● PAGE EXTRACT:

__________

Melbourne Vixens
- Founded: 2007
- Based in: Melbourne
- Regions: Victoria
- Home venue: John Cain Arena
- Head coach: Di Honey
- Asst coach: Kate Upton
- Captain: Kate Moloney
- Premierships: 4 (2009, 2014, 2020, 2025)
- League: Super Netball (2017-present) ANZ Championship (2008-2016)
- 2026 placing: 2nd
- Website: melbournevixens.com.au
| Playing dress | Alternate |

= Melbourne Vixens =

Australian netball team

Melbourne Vixens is an Australian professional netball team based in Melbourne, Victoria. Since 2017 they have represented Netball Victoria in Super Netball. Between 2008 and 2016, they played in the ANZ Championship. The team was formed in 2007 when Netball Victoria merged its two former Commonwealth Bank Trophy league teams, Melbourne Phoenix and Melbourne Kestrels. Vixens have won four premierships, in 2009, 2014, 2020, and 2025.

==History==
=== ANZ Championship ===
Between 2008 and 2016, Vixens played in the ANZ Championship. Vixens were formed in late 2007 when Netball Victoria merged its two former Commonwealth Bank Trophy league teams, Melbourne Phoenix and Melbourne Kestrels, in order to enter a single team in the 2008 ANZ Championship. During the ANZ Championship era, Vixens won two premierships, in 2009 and 2014. In 2009, with a team co-captained by Bianca Chatfield and Sharelle McMahon, Vixens won 12 of their 13 matches during the regular season and finished as minor premiers. Vixens subsequently defeated Waikato Bay of Plenty Magic 58–43 in the major semi-final and Adelaide Thunderbirds 54–46 in the grand final to finish as overall champions.

In 2012, with a team captained by Bianca Chatfield, and featuring Madison Browne, Julie Corletto and Geva Mentor, Vixens finished the season as minor premiers. In the major semi-final they defeated Northern Mystics 56–50. This was the first ever netball match held at Rod Laver Arena. However they lost the grand final 41–38 to Magic and finished the season as runners-up.

In 2014, with a team coached by Simone McKinnis, captained by Bianca Chatfield and also featuring Tegan Caldwell, Geva Mentor, Madison Browne and the veteran Catherine Cox, Vixens won both the minor premiership and the overall championship. Vixens defeated Queensland Firebirds in both the major semi-final and the grand final as they won their second premiership.

__________

● RECORD EXCERPTS:
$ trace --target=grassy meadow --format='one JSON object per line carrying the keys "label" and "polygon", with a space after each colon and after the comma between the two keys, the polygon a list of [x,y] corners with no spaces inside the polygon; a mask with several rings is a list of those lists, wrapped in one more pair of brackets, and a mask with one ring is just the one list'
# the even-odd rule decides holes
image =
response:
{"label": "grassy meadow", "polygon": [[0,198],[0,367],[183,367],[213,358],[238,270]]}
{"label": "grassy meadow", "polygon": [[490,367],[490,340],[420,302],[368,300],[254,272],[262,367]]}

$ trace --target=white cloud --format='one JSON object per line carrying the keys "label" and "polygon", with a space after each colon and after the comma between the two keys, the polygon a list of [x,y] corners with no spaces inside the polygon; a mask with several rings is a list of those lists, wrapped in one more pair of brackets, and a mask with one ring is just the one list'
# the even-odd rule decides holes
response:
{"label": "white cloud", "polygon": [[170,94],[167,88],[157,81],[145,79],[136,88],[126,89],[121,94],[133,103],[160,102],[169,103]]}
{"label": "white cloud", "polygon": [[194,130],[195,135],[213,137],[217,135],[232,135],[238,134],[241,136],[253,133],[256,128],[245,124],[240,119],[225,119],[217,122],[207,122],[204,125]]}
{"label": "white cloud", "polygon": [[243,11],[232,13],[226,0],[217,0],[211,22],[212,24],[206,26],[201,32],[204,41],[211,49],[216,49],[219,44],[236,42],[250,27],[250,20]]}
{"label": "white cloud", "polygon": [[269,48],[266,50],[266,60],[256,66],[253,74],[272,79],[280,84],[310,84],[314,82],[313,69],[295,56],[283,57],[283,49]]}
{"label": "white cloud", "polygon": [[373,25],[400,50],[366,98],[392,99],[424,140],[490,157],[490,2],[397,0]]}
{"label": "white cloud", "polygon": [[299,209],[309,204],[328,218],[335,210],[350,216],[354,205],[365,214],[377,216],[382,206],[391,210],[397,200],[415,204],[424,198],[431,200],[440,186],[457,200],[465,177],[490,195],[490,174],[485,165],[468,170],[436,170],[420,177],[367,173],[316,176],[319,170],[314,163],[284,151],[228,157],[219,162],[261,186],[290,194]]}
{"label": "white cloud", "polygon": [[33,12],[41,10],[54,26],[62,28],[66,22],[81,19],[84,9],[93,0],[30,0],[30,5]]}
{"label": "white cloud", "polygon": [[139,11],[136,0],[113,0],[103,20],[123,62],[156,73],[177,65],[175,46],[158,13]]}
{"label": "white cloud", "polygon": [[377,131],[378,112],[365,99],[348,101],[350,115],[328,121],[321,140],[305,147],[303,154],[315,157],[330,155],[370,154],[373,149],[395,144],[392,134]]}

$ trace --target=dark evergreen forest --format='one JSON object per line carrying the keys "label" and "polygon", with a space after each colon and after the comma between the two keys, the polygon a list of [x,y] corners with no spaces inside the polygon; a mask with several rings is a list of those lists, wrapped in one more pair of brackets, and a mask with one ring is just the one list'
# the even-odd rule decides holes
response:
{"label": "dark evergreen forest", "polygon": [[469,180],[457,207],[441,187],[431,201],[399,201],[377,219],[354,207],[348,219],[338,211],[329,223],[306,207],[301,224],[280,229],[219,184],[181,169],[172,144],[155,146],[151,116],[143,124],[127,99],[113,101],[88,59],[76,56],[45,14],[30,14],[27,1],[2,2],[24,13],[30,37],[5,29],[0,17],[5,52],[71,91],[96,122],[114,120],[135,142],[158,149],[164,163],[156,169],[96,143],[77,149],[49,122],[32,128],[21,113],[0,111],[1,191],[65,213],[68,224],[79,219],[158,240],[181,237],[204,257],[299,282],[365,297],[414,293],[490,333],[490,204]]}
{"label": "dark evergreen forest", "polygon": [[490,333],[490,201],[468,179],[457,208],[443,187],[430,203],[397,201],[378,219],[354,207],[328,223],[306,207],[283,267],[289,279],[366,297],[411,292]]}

__________

● DIRECTIONS:
A: Answer these questions from the Melbourne Vixens text, one per line:
(i) Who is the team's head coach?
(ii) Which team did Vixens beat in the 2009 grand final, and what was the score?
(iii) At which venue was the 2012 major semi-final against Northern Mystics played?
B: Based on the Melbourne Vixens text, explain why Netball Victoria merged Melbourne Phoenix and Melbourne Kestrels in late 2007.

● REPLIES:
A:
(i) Di Honey
(ii) Adelaide Thunderbirds, 54–46
(iii) Rod Laver Arena

B: Netball Victoria merged Melbourne Phoenix and Melbourne Kestrels, its two former Commonwealth Bank Trophy league teams, so that it could enter a single team in the 2008 ANZ Championship.